## Your objective:
Could the lines from the one with "# point at: upper" through the end of the listing be restated exactly, with nothing else included?

## Data to process:
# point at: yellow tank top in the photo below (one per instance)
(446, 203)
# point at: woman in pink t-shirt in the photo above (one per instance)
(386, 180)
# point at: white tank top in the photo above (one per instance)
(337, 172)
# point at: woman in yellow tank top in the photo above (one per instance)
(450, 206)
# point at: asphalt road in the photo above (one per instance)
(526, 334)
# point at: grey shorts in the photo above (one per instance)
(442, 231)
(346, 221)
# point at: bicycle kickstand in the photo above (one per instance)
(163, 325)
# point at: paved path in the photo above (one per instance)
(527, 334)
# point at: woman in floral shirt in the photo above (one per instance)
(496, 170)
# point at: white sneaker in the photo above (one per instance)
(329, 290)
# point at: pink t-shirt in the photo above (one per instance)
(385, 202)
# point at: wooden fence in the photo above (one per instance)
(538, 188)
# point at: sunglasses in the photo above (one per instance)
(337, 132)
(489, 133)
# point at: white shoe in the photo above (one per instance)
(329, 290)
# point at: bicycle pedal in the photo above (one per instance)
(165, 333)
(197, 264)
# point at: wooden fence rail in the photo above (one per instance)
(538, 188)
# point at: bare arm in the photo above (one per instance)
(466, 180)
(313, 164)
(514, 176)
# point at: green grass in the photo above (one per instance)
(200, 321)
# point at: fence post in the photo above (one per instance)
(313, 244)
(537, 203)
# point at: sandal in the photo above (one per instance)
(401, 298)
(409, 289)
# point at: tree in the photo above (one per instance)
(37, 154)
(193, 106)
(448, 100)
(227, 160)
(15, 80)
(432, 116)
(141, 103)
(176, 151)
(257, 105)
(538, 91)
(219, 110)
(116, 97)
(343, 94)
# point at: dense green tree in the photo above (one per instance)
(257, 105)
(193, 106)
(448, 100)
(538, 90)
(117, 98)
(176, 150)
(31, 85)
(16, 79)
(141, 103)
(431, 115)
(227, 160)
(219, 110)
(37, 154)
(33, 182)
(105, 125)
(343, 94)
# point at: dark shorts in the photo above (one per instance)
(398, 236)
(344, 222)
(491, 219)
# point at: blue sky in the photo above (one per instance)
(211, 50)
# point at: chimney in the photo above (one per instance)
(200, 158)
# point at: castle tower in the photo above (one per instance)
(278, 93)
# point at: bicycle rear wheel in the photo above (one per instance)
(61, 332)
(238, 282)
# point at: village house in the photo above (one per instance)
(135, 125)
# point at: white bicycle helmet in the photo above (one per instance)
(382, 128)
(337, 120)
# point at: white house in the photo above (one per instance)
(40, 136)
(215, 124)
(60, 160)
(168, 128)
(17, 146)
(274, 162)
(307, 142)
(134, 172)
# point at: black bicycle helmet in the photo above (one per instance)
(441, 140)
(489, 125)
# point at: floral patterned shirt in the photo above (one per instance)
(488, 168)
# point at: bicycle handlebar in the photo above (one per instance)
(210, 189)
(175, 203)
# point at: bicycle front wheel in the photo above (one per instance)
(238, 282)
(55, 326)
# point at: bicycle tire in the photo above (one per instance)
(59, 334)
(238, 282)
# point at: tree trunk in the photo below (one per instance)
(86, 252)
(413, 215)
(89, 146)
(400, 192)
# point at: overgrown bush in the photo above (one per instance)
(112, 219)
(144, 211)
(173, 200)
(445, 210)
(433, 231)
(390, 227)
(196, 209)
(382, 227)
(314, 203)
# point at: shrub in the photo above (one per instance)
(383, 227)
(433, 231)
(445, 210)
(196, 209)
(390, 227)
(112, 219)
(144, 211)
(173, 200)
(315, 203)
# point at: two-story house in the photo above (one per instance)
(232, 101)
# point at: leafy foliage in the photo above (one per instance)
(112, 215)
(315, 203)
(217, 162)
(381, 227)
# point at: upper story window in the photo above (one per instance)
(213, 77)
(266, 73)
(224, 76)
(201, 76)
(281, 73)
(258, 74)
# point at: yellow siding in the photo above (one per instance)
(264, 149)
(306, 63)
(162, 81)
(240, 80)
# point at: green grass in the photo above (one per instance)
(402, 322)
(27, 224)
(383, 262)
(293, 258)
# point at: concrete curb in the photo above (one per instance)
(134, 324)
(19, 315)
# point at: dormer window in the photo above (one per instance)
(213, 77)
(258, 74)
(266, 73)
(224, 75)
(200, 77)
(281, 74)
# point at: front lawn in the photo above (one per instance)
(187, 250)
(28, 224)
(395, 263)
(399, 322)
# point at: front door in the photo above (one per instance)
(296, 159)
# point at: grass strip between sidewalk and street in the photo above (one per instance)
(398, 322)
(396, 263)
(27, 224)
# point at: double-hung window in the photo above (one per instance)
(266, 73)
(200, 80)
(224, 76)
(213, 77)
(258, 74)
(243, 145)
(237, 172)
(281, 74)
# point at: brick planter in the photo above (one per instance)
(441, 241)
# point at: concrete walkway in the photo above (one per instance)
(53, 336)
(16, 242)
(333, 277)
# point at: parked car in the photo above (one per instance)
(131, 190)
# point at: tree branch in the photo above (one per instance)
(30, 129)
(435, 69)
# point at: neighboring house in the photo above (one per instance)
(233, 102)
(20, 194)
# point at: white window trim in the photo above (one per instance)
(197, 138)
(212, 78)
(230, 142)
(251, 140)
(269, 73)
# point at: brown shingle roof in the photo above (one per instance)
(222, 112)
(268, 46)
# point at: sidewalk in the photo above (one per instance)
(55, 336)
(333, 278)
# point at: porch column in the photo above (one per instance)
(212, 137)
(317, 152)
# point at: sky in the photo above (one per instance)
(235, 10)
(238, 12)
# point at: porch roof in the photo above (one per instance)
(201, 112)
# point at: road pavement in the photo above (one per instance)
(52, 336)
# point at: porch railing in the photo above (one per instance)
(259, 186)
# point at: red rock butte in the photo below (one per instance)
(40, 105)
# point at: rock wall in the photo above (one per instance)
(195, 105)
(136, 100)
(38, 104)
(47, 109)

## Exercise output:
# point at: upper story window in the photo above (one per instance)
(213, 77)
(266, 73)
(224, 76)
(201, 76)
(281, 73)
(258, 74)
# point at: yellow siding in the photo above (one per instance)
(264, 149)
(306, 63)
(162, 81)
(240, 80)
# point at: green grass in the photo above (one per instance)
(402, 322)
(27, 224)
(383, 262)
(293, 258)
# point at: concrete curb in the photo above (one per instance)
(134, 324)
(19, 315)
# point at: dormer window in the photo above (one per instance)
(213, 77)
(258, 74)
(266, 73)
(224, 75)
(200, 77)
(281, 74)
# point at: front lawn in the photo above (one per instance)
(187, 250)
(28, 224)
(395, 263)
(399, 322)
# point at: front door in the photo above (one per instance)
(296, 159)
# point at: grass strip between sidewalk and street in the photo above (one per instance)
(398, 322)
(396, 263)
(27, 224)
# point at: double-hung window in the photo above (one per instance)
(266, 73)
(200, 80)
(224, 76)
(213, 77)
(258, 74)
(243, 145)
(237, 172)
(281, 74)
# point at: brick planter in the photo above (one per instance)
(441, 241)
# point at: concrete walkway in the photo above (one per instance)
(53, 336)
(16, 242)
(333, 277)
# point at: parked car in the photo above (one per instance)
(131, 190)
# point at: tree branch in the photo above (one per instance)
(30, 129)
(435, 69)
# point at: neighboring house in the photo above (one per instance)
(233, 102)
(20, 194)
# point at: white window trim in the photo above (one per instance)
(197, 138)
(212, 78)
(230, 142)
(251, 140)
(269, 73)
# point at: brown shingle roof in the photo above (one per instance)
(222, 112)
(268, 46)
# point at: sidewalk in the photo above (one per instance)
(55, 336)
(333, 278)
# point at: porch column in the photo above (one per instance)
(212, 137)
(317, 152)
# point at: sky in the photo above (one per instance)
(235, 10)
(238, 12)
# point at: porch roof in the photo above (one per instance)
(201, 112)
# point at: road pavement in the photo above (one per instance)
(52, 336)
# point at: porch railing in the photo above (one per instance)
(259, 186)
# point at: red rock butte in the photo below (one per instance)
(40, 105)
# point at: rock wall in the photo above (one per instance)
(195, 105)
(136, 100)
(38, 104)
(47, 109)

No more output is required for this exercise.